_COMPLETE THE FOLLOWING_:
(A) Condense the paragraph of the study limitations text that begins "This was a retrospective study" into a short bulleted list, retaining its principal facts.
(B) According to the study limitations text, what maximum NEWS-2 score qualified a case for selection for annotation?

_READING TEXT_:
════════

This was a retrospective study which employed previously collected healthcare data, and was limited to patients being cared for on general respiratory wards within a single centre. Therefore it is not yet known whether the DEWS models we have developed have more general applicability. However, many of the deterioration events that occurred in our patient cohort (such as sepsis and cardiac arrhythmias) are similar to what may be expected to occur in other patient groups, such as general medical in-patients. Further studies are needed to generalise our results in other patient groups and healthcare settings. A further limitation was that in order to ensure adequate numbers of CSD events for analysis, we selected cases for annotation with a maximum NEWS-2 score of ≥ 10, or in which death or ICU admission occurred, so that patients included in the annotated dataset had a higher event probability than the study population as a whole. This means that the positive and negative predictive values derived from the annotated dataset are not generalisable to our whole study population, but the sensitivity and specificity values remain valid since these are not affected by the underlying event probability.

════════

[Dataset records]
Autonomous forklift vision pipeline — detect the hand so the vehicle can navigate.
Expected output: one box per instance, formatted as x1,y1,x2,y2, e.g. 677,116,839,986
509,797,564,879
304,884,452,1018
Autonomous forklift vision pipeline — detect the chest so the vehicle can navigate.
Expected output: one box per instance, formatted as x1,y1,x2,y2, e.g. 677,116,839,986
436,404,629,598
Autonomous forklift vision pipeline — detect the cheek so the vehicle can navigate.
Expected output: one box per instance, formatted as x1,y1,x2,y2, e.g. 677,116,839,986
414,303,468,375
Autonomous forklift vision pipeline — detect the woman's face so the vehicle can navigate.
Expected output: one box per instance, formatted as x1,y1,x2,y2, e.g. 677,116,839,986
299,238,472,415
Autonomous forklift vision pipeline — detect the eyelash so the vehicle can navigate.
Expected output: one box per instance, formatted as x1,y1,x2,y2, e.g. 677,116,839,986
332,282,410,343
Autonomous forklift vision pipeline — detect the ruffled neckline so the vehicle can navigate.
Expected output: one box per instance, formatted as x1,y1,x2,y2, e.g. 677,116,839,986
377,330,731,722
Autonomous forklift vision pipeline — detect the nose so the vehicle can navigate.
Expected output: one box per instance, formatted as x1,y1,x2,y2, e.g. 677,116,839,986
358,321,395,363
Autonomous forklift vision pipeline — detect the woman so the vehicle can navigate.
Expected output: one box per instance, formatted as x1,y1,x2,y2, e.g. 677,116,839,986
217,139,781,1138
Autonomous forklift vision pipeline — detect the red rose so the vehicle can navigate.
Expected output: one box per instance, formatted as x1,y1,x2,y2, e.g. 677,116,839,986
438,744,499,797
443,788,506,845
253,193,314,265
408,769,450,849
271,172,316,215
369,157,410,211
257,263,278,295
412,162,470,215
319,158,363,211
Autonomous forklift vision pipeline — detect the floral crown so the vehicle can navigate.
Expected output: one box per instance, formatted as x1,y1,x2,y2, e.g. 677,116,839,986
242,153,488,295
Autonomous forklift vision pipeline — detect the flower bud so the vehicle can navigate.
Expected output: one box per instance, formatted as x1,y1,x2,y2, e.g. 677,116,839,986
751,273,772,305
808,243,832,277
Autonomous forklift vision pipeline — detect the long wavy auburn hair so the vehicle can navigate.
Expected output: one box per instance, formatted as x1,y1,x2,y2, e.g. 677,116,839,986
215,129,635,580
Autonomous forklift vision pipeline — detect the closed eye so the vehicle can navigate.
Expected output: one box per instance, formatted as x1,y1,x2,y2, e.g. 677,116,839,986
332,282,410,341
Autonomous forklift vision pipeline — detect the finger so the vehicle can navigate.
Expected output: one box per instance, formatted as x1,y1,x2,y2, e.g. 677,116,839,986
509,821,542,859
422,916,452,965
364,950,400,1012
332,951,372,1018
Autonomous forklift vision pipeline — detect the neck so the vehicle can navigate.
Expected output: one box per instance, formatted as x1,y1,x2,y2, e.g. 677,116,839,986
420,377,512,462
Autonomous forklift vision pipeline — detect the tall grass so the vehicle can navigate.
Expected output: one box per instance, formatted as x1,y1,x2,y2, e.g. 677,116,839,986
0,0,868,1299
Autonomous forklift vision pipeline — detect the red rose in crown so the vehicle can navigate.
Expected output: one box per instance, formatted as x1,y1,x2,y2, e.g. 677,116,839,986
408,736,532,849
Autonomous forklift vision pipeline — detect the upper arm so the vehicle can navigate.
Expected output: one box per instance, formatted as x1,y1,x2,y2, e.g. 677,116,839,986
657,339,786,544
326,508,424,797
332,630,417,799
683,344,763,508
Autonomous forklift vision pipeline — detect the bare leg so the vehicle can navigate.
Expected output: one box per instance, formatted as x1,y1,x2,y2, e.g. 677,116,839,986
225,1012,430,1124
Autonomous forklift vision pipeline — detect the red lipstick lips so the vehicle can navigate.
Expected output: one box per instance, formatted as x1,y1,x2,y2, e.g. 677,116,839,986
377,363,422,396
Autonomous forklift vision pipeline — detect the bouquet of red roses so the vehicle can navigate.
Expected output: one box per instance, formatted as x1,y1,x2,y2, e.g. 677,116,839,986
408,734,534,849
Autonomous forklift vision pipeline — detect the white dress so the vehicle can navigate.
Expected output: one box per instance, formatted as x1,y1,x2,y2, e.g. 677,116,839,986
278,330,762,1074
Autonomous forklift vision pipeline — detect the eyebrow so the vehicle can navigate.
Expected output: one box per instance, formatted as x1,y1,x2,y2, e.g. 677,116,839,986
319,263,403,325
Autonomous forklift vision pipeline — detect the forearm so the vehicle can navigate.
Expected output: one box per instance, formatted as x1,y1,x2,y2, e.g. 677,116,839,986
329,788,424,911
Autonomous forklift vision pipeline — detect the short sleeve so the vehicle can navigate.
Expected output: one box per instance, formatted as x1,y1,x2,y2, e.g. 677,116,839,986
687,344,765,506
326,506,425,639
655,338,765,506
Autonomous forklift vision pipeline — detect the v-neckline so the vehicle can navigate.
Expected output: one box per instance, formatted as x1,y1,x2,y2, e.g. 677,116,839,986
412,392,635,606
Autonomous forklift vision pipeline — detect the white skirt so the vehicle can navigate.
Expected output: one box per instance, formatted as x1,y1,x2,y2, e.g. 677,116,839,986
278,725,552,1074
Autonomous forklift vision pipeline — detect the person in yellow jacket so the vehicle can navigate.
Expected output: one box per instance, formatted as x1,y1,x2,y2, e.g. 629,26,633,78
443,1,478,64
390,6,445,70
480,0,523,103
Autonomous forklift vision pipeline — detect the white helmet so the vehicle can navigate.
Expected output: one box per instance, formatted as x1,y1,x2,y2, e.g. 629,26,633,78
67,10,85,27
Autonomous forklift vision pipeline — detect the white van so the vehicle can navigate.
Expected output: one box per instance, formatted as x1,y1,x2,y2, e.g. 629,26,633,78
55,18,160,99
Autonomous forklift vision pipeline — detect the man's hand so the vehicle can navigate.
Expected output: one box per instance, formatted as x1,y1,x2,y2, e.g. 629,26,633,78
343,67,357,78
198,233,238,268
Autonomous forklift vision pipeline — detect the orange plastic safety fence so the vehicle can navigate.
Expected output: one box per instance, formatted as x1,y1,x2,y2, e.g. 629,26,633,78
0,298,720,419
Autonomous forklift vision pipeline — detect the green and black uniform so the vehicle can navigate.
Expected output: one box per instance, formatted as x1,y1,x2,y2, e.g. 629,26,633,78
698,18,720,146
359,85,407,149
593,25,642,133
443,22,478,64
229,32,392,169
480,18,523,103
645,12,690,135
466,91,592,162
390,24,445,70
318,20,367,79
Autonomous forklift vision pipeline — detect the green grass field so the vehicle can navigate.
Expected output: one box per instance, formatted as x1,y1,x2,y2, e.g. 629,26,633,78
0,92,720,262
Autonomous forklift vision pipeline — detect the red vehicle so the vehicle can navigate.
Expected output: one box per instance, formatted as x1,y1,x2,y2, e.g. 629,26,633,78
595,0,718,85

════════

_ANSWERS FOR THE EXERCISE_:
(A)
- The study was retrospective, used previously collected healthcare data, and was limited to patients on general respiratory wards at a single centre.
- It is therefore not yet known whether the DEWS models apply more generally.
- Many deterioration events in the cohort, such as sepsis and cardiac arrhythmias, resemble those expected in other groups, such as general medical in-patients.
- Further studies are needed to generalise the results to other patient groups and healthcare settings.
- To obtain enough CSD events, cases were selected for annotation if they had a maximum NEWS-2 score of ≥ 10 or involved death or ICU admission, so annotated patients had a higher event probability than the whole study population.
- Consequently, the positive and negative predictive values are not generalisable to the whole study population, but sensitivity and specificity remain valid because they are not affected by the underlying event probability.

(B) A maximum NEWS-2 score of ≥ 10.